#### 抽出テキスト
生活防衛資金とは、万が一の病気や失業、災害などで収入が途絶えた場合でも、一定期間は生活を維持できるように、あらかじめ確保しておく現金のことです。投資を始める前にまず準備しておくべきお金で、一般的には生活費の3か月から6か月分を目安にするとされています。 この資金は、株や投資信託のように価格が変動する商品ではなく、すぐに引き出せる預金などで保管するのが望ましいとされています。生活防衛資金がしっかりと確保されていれば、投資のリスクを過度に恐れずに冷静な判断がしやすくなり、精神的な安心感にもつながります。

積立投資

積立投資とは、一定のサイクル(例:毎月や毎週など)で、あらかじめ決めた金額ずつ同じ銘柄や投資信託などを購入していく投資手法です。 この方法は、一度にまとまった資金を投じる「一括投資」とは異なり、少額から始められるのが特徴です。また、購入時期を複数回に分散できるため、相場が高いタイミングで一度に大量購入してしまうリスク(いわゆる高値づかみ)を抑えられると期待されています。 具体的には、「相場が下がったときはより多くの口数や株数を買える」「相場が高いときは割高な投資を抑えられる」という形で、平均取得単価が平準化される効果があります。この仕組みは英語で「ドルコスト平均法(Dollar Cost Averaging)」とも呼ばれ、特に長期運用を考えている初心者からベテランまで、多くの投資家が活用している戦略です。 ただし、積立投資を行ったからといって必ずリスクが軽減されるわけではなく、投資対象自体の価格が大きく下落した場合には損失が出る可能性もあります。したがって、積立する商品や期間、目標リスクなどをしっかり考えたうえで、自分の資産配分に合った方法を選ぶことが大切です。
########
• _作業指示_
[1] 生活防衛資金と積立投資の文章にある一文「生活防衛資金がしっかりと確保されていれば、投資のリスクを過度に恐れずに冷静な判断がしやすくなり、精神的な安心感にもつながります。」を英語に訳せ。
[2] 生活防衛資金と積立投資の文章を、最後の文の後から書き継げ。
後に続くエントリーは、ここでの作業には一切関係しない。
#### データセット
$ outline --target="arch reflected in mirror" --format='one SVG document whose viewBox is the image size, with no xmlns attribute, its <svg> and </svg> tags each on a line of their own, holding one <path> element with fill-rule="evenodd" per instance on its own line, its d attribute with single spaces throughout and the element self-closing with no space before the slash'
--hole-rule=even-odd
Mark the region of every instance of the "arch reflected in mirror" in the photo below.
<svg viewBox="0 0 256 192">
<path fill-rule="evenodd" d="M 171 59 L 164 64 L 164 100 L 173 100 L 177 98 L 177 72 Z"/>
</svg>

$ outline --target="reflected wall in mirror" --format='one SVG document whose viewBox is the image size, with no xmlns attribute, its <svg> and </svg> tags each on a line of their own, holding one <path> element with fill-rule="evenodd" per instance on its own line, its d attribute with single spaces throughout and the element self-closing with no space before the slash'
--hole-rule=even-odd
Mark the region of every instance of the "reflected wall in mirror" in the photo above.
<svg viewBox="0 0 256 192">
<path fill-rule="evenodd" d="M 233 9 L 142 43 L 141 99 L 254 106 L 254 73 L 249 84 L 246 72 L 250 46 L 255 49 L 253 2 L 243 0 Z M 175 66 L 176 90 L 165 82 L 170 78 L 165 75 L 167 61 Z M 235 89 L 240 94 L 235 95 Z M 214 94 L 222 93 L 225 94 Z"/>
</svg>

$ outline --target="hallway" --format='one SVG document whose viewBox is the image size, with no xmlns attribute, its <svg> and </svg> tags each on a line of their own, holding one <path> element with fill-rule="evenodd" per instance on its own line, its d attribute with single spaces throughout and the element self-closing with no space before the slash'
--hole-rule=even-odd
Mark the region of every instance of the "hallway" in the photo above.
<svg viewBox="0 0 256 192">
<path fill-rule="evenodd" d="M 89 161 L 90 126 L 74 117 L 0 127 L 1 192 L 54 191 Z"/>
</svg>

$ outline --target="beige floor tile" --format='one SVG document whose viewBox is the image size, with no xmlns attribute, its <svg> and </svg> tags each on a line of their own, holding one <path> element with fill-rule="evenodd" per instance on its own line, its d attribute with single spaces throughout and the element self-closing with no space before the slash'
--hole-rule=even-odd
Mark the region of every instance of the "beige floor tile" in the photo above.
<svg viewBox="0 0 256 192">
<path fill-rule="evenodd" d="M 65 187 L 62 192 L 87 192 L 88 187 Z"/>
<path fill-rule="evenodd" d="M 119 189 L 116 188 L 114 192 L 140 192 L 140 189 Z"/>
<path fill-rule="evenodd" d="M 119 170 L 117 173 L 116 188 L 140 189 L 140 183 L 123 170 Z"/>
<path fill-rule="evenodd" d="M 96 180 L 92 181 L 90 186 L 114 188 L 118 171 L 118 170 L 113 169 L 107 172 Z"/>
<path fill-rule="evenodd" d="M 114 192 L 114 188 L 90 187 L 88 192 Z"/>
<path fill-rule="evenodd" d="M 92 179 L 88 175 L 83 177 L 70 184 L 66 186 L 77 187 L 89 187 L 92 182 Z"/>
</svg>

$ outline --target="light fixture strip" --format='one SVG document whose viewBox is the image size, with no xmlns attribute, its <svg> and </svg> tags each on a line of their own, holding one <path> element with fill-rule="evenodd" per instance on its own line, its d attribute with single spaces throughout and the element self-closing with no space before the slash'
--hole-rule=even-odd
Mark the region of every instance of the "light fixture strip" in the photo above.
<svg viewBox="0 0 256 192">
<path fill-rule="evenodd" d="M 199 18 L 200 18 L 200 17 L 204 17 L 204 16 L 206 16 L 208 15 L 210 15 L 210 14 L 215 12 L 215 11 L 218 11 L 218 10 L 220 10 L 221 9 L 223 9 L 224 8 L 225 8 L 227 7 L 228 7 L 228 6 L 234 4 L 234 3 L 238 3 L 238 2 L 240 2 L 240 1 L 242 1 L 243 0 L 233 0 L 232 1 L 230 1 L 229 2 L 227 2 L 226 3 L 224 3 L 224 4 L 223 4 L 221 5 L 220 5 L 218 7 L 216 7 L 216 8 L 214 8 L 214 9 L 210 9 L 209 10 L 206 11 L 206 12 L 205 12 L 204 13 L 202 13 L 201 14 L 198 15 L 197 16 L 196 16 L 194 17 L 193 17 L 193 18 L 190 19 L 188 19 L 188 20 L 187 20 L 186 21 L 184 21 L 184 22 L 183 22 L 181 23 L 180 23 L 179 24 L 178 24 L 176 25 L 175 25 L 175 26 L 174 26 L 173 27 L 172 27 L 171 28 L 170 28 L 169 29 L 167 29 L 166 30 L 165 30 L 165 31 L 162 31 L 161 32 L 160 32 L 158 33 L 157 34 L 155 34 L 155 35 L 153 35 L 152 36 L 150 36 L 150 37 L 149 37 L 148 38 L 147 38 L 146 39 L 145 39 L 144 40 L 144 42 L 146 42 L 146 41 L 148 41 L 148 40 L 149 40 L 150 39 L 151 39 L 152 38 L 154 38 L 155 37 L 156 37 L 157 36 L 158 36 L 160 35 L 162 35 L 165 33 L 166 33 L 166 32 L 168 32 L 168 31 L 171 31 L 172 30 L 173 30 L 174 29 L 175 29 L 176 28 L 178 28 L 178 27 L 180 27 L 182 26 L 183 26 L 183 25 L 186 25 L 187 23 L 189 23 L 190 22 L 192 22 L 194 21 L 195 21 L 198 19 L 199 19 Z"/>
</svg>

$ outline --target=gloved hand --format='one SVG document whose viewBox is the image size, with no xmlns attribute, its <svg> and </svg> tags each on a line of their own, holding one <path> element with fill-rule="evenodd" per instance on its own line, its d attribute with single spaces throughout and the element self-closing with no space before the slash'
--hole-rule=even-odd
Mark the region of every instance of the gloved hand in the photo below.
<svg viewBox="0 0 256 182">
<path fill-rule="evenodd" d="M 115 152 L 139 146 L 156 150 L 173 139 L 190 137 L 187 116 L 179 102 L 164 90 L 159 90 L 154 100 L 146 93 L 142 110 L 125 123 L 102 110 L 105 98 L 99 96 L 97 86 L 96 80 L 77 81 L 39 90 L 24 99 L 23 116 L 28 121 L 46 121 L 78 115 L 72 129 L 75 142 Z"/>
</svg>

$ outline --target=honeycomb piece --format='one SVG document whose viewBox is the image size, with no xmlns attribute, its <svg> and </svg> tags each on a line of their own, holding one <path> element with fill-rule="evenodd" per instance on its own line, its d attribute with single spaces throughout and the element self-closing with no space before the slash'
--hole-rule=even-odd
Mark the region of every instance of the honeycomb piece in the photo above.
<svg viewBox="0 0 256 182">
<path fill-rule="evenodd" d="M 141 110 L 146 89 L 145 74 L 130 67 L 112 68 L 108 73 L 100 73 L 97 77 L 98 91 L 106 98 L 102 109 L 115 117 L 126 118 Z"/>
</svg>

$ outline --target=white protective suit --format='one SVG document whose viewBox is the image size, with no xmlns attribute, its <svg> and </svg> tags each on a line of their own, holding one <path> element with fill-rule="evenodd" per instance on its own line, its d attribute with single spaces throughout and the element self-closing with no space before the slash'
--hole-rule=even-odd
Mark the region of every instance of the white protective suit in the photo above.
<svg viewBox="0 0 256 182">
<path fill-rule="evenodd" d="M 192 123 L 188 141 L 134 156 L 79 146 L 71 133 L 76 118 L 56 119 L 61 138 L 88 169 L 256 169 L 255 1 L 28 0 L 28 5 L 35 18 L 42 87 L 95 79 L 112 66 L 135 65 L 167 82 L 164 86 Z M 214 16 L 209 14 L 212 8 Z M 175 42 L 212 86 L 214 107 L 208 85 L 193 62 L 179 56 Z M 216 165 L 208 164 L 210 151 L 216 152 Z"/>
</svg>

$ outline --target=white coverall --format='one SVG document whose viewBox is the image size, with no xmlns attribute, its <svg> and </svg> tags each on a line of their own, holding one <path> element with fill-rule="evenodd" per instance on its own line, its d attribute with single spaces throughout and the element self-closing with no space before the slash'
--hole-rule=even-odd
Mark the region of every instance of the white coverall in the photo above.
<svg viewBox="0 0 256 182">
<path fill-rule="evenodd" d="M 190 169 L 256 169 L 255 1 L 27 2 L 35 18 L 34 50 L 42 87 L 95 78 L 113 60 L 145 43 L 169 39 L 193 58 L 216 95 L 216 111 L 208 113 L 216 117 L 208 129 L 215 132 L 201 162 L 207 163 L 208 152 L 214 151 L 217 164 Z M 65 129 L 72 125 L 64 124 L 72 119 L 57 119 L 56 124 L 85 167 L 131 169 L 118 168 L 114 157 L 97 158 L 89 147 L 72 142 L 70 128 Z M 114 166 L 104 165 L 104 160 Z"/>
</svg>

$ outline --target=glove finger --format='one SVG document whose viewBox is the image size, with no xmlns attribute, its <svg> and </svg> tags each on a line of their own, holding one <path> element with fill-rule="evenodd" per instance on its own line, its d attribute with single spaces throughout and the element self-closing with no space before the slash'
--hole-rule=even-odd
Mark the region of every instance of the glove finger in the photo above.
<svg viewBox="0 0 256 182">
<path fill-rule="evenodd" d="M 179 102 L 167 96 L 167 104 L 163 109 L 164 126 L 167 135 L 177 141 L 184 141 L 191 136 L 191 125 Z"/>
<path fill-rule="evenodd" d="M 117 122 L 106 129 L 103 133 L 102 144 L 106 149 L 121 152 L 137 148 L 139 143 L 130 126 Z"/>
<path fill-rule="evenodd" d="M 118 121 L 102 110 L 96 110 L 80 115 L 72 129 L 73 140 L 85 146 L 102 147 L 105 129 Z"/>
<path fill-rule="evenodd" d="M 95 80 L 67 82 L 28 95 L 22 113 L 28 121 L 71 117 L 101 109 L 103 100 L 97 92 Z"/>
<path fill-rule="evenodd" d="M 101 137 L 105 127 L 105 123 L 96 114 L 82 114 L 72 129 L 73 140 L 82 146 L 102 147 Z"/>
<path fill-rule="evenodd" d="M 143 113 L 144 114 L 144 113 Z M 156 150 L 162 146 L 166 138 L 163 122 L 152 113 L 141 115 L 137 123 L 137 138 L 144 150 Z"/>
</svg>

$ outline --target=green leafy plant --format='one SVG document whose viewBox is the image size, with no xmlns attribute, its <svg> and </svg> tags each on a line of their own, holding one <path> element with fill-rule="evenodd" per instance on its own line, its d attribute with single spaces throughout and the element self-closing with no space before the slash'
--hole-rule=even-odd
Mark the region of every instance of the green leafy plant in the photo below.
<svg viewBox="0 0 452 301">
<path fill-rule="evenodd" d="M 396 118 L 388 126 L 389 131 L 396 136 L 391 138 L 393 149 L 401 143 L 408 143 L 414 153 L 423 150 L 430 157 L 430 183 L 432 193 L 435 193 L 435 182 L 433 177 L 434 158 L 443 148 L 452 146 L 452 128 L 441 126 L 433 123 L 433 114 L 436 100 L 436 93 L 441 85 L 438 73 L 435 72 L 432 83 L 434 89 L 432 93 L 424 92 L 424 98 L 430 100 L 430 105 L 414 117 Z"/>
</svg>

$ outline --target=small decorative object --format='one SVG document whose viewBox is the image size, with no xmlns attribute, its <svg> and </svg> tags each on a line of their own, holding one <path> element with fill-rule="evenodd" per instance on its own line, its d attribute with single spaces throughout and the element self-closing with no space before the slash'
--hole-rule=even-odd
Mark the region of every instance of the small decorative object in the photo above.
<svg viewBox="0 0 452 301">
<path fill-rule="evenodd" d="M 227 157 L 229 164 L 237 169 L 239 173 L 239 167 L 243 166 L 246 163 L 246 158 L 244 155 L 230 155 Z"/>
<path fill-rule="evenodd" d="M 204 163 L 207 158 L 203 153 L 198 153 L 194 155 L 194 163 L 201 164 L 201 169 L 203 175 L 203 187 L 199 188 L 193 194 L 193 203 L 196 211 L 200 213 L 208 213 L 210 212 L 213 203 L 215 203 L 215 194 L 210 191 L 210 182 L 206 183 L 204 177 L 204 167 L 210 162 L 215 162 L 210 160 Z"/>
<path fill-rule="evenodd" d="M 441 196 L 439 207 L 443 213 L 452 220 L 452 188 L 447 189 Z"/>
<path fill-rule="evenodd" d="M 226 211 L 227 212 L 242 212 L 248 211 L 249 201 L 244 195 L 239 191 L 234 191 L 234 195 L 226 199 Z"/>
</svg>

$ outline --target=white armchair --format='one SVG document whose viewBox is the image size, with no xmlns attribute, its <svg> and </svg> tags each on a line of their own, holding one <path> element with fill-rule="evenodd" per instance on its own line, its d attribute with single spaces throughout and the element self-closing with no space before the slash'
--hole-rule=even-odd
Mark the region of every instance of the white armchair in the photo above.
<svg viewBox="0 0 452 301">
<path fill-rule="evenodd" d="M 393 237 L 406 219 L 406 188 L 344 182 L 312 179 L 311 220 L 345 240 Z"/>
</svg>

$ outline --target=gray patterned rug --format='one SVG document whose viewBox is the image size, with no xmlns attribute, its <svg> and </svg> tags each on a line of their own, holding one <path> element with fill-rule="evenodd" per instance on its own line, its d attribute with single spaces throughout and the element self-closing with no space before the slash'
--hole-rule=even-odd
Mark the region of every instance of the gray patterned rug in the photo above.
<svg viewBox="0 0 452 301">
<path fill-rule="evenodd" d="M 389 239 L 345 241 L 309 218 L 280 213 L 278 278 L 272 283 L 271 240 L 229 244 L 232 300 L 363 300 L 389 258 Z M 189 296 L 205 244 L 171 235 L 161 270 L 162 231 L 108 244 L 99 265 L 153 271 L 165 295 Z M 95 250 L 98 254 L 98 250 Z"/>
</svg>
########
• _解答_
[1] If an emergency fund is properly secured, it becomes easier to make calm decisions without excessively fearing investment risk, and it also brings a sense of peace of mind.

[2]
安全資産

安全資産とは、価格変動が少なく、元本の減少リスクが低い資産のことを指す。代表的なものとして、銀行預金、国債、定期預金、MMF(マネーマーケットファンド)などがある。 これらの資産はリスクが低いため、資産の一部を安全資産に振り分けることで、ポートフォリオ全体のリスクを抑える役割を果たす。特に、短期間で使用する予定の資金や、生活費の予備資金として適している。 インフレの影響を受けるため、長期的に資産を増やす目的ではリスク資産と併用することが一般的である。

普通預金

普通預金とは、銀行や信用金庫などの金融機関に預け入れる預金の中で、いつでも自由に出し入れができる最も基本的な預金口座のことです。預けたお金には利息が付きますが、金利は非常に低めに設定されているのが一般的です。その代わり、利便性と安全性が高く、給与の受け取り、公共料金の引き落とし、ATMでの入出金など、日常生活に欠かせない金融機能を担っています。 また、元本1,000万円とその利息までは預金保険制度によって保護されているため、安全性も高いといえます。資産運用というよりは、生活資金や短期的な支出に備えるための管理手段として使われる預金形態です。投資を始める前の資金待機場所や、緊急時に備える資金の置き場としても活用されます。

個人向け国債

個人向け国債とは、日本政府が個人投資家向けに発行する債券で、安全性が高く元本保証が特徴です。最低1万円から購入可能で、3年・5年の固定金利型と10年の変動金利型があります。変動金利型は半年ごとに金利が見直され、市場金利の上昇に伴い受取利息が増加するメリットがあります。 一方、株式投資ほどの高いリターンは期待できず、インフレ時には実質的な資産価値が目減りする可能性があります。また、購入後1年間は中途換金ができず、その後の換金時には直前2回分の利子相当額が差し引かれる点に注意が必要です。銀行預金より高い金利を求めるが、リスクを避けたい投資初心者や安全資産を確保したい方に適した商品です。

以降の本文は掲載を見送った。